[Tasks to perform]
a: Reproduce everything in the blog entries below from "There are rogue companies" down to "abused the system.", character for character.
b: Translate this sentence from the blog entries below into Spanish: "Human nature doesn't change when one joins the ranks of civil servants."

[Text provided]

- Opening Delimiter -

Friday, August 29, 2008


This article demonstrates again that the worst abuses of power come from government. Yet, the perception is that "bad" equals business and "good" equals the state. It is an assumption that is part of American DNA. It is true that business left uncontrolled will swiftly turn to suspect behavior but business in the US is hamstrung by regulation. Unfortunately, regulators are not held to the same standard and by wrapping themselves in the flag, they get away with more. As a corporate communicator, I've watched this misperception and have seen reputations ruined.

There are rogue companies but there are rogue prosecutors as well. Human nature doesn't change when one joins the ranks of civil servants. The sad part of this affair is that individuals who probably should have gone to trial are now set free because prosecutors abused the system.

Thursday, August 28, 2008


This article highlights a behavior that PR practitioners should engage in constantly. It is the skill of observation -- noticing what is around one. The article points out that one needs to train the senses to observe well. Noticing is not natural. Humans fall into patterns that are hard to break. Yet, the little things that happen around us day to day -- the way people dress and walk and talk -- can provide clues to changes that might otherwise be missed.

- Closing Delimiter -

[Given information]
- Opening Delimiter -

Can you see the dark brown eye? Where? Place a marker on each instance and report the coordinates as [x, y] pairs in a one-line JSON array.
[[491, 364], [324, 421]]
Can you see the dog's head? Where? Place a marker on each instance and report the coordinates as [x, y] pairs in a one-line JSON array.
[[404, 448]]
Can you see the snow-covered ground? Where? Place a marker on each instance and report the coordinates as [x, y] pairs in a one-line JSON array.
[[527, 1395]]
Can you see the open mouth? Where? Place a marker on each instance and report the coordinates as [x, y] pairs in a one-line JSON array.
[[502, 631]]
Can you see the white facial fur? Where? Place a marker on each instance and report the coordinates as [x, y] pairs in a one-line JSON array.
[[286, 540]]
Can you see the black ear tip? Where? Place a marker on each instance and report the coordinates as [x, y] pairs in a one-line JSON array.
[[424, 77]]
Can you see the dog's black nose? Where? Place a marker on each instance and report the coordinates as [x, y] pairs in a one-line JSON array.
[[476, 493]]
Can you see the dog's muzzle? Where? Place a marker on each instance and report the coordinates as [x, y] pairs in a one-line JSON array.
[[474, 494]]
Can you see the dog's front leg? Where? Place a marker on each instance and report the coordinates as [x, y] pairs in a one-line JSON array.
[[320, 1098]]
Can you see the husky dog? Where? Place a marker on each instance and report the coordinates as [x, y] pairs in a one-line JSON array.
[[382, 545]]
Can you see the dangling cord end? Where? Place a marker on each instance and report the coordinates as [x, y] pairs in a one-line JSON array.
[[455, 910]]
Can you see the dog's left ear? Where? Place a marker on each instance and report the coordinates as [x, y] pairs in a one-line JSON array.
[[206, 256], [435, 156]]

- Closing Delimiter -

[Responses for each task]
a:
There are rogue companies but there are rogue prosecutors as well. Human nature doesn't change when one joins the ranks of civil servants. The sad part of this affair is that individuals who probably should have gone to trial are now set free because prosecutors abused the system.

b: La naturaleza humana no cambia cuando uno se une a las filas de los funcionarios públicos.